--- Task requirements ---
- a) Answer these questions using the biography of Kuderu Rajagopal.
(i) In what year did he earn his Ph.D. in mechanical engineering?
(ii) At which institution did he work for two years after starting as a lecturer in 1978?
(iii) About how many awards has he received from professional bodies?
- b) In the biography of Kuderu Rajagopal, reproduce the passage from "He worked as" to "Technical Education (AICTE)" word for word.

── Reading text

= Kuderu Rajagopal =

Indian educator

Kuderu Rajagopal is an Indian educator. He served as Vice-Chancellor of Sri Krishnadevaraya University, Anantapuramu.

==Early life ==
He was born on 2 February 1953 and brought up in Anantapur, Andhra Pradesh. He did his Bachelor of Technology in Mechanical Engineering in 1976 and Master of Technology in Heat Power in 1978 at Jawaharlal Nehru Technological University, Anantapur. He earned his Ph.D. in mechanical engineering at Indian Institute of Technology Madras in 1991.

== Career ==
He started his career as a lecturer in 1978, working at Siddaganga Institute of Technology, Tumkur for two years and at Chaitanya Bharathi Inst. of Technology, Hyderabad for a year. He joined JNTU College of Engineering, Anantapur in 1981. He has been a Vice-Principal, Principal and Vice-Chancellor. He has received about 15 awards from various professional bodies.

He worked as Vice-Chancellor for the Jawaharlal Nehru Technological University, Hyderabad, of the combined states of Andhra Pradesh and Telangana. He served as Vice-Chancellor of various other universities viz., Osmania University- Hyderabad, Potti Sreeramulu Telugu University-Hyderabad, Sri Venkateswara University-Tirupathi, Yogi Vemana University-Kadapa, and Jawaharlal Nehru Technological University, Anantapur. He was also South Central Regional Committee Chairman of All India Council for Technical Education (AICTE)

────
── Provided material

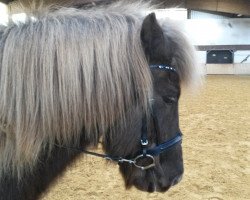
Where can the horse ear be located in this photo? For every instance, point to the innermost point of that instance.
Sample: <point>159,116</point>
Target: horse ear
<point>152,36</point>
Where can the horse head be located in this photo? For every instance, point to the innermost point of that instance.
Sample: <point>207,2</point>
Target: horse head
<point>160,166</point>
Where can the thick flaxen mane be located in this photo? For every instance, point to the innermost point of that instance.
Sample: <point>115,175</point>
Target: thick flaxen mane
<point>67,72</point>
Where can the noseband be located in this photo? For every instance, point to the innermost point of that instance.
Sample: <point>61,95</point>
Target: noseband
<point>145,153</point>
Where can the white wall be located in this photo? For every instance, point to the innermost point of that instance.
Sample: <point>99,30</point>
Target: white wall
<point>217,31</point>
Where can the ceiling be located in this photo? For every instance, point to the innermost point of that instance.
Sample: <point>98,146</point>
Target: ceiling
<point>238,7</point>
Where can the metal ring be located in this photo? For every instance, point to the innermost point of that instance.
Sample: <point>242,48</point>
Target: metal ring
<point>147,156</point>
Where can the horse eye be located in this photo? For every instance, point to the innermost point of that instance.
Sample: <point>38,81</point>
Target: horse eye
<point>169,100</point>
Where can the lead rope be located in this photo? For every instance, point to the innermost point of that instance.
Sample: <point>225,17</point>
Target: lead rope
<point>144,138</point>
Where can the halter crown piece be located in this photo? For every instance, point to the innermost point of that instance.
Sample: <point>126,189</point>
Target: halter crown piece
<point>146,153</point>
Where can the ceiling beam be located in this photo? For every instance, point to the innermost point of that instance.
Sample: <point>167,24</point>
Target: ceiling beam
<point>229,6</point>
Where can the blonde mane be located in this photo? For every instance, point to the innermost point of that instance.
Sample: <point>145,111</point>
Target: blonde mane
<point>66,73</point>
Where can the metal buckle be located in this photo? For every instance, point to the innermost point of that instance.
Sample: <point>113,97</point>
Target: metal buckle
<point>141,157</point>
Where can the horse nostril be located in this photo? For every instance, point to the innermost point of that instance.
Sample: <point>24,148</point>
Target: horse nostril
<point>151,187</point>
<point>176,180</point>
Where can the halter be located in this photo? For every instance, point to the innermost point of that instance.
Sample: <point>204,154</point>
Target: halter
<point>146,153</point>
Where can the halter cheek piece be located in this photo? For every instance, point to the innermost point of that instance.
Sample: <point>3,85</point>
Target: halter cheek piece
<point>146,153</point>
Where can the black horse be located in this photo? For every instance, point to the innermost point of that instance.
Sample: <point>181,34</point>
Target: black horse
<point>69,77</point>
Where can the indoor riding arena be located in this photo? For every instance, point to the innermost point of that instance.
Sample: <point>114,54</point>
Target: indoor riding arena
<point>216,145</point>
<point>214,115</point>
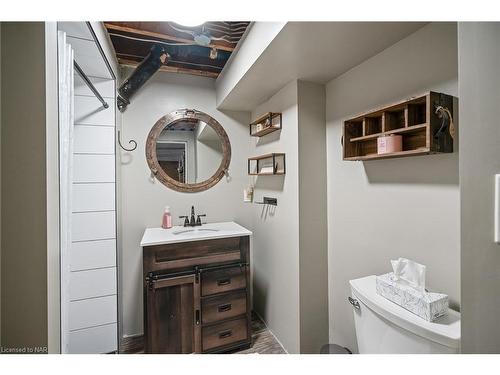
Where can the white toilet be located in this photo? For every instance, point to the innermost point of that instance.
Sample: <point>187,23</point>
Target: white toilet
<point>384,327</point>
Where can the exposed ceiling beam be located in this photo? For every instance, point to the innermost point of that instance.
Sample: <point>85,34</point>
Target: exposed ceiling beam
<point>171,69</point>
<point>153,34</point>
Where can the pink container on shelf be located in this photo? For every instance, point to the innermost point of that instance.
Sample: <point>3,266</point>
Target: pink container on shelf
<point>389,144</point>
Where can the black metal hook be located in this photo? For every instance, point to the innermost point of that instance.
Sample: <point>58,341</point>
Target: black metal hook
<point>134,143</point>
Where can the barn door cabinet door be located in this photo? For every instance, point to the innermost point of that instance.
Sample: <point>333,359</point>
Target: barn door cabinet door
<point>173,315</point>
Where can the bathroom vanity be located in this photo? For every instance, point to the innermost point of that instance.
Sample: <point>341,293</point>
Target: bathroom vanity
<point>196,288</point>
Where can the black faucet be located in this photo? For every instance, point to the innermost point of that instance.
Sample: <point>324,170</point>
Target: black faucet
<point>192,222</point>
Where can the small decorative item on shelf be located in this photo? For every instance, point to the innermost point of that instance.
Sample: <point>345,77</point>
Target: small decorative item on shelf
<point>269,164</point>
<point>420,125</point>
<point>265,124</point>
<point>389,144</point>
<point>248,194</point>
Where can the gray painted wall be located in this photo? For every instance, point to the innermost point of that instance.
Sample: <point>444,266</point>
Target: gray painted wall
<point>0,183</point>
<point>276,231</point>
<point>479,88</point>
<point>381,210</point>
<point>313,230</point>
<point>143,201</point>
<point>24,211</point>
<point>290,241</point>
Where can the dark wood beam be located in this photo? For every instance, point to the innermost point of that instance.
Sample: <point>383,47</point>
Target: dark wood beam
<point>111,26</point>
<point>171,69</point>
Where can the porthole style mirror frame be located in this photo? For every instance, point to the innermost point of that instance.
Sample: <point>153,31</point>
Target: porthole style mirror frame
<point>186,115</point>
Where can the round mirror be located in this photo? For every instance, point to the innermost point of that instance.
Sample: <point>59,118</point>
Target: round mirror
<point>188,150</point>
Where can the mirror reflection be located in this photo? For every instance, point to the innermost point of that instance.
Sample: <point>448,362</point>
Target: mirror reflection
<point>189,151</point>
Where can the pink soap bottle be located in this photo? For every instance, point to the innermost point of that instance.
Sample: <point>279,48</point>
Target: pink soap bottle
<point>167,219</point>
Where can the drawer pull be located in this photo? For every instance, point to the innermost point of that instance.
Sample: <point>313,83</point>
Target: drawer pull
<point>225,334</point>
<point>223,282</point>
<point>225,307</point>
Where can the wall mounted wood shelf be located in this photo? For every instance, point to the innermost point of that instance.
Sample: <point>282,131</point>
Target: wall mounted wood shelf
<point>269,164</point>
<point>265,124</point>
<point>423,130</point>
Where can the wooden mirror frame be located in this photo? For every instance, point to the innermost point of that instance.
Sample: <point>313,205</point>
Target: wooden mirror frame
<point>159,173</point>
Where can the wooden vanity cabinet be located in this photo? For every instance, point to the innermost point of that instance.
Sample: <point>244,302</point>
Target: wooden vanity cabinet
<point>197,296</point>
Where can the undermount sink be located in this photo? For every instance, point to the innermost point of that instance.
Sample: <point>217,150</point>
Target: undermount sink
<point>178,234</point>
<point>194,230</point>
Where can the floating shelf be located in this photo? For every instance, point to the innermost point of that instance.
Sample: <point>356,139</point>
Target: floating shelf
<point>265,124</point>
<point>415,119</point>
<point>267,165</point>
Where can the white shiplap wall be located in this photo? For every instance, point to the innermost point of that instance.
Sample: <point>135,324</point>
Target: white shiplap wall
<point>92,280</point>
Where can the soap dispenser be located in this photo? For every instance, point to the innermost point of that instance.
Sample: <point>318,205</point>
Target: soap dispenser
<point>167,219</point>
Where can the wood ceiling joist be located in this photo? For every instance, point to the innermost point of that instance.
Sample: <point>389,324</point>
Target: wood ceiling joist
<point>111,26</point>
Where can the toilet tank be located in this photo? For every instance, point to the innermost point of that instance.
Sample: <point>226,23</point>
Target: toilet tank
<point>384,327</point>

────

--- Results for the exercise ---
- a)
(i) 1991
(ii) Siddaganga Institute of Technology, Tumkur
(iii) About 15

- b)
He worked as Vice-Chancellor for the Jawaharlal Nehru Technological University, Hyderabad, of the combined states of Andhra Pradesh and Telangana. He served as Vice-Chancellor of various other universities viz., Osmania University- Hyderabad, Potti Sreeramulu Telugu University-Hyderabad, Sri Venkateswara University-Tirupathi, Yogi Vemana University-Kadapa, and Jawaharlal Nehru Technological University, Anantapur. He was also South Central Regional Committee Chairman of All India Council for Technical Education (AICTE)